__Exercise material__:

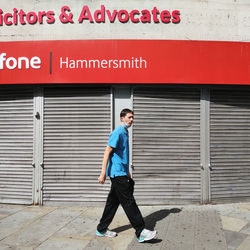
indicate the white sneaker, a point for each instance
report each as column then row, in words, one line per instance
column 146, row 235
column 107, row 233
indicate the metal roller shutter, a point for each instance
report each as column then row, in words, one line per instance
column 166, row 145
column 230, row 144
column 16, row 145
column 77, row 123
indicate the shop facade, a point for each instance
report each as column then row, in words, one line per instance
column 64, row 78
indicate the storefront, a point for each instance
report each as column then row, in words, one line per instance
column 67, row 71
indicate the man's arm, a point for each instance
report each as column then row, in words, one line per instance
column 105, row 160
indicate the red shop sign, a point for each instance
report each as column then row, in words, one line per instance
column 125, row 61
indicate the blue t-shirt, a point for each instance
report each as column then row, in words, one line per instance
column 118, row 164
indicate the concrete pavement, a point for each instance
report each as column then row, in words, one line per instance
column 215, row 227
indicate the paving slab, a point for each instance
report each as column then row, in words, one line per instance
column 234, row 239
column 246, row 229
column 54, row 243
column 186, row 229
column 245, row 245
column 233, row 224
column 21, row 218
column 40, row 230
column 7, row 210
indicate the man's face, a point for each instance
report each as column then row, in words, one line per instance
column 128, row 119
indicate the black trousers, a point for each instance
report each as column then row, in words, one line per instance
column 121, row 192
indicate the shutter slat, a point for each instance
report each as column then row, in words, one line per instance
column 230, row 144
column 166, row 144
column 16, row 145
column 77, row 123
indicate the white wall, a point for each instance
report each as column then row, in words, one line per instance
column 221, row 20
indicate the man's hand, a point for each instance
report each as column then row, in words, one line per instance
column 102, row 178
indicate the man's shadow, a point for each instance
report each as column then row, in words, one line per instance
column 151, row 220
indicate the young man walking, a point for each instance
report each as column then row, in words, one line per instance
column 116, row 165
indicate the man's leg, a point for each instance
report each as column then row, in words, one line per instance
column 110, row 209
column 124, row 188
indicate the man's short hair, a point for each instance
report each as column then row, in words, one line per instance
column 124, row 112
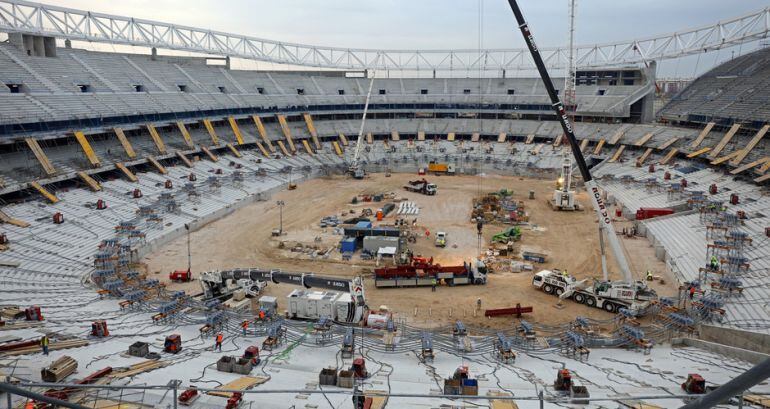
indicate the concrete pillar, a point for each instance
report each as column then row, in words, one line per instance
...
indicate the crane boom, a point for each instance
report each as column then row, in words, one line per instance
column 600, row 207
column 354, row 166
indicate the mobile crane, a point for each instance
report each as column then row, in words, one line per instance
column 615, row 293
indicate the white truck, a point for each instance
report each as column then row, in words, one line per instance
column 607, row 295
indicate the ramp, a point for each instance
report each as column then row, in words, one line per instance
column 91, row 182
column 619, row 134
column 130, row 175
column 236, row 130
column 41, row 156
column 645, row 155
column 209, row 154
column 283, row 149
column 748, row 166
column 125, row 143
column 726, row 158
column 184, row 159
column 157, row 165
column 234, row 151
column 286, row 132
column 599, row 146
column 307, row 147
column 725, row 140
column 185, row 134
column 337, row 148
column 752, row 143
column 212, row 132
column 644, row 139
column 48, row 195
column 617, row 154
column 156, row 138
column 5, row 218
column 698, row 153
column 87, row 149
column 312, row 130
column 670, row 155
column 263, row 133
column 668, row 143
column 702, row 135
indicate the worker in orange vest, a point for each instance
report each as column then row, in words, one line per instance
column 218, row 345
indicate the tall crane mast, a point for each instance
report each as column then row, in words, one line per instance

__Instruction__:
Swap "storefront" for "shopfront" in the lines between the one holding "indicate the shop" and the one holding "column 67, row 71", inclusive. Return only those lines, with everything else left unchanged.

__Output for this exercise__:
indicate the shop facade, a point for each instance
report each as column then row, in words, one line per instance
column 64, row 78
indicate the shopfront, a point for each instance
report each as column then row, in words, one line per instance
column 67, row 71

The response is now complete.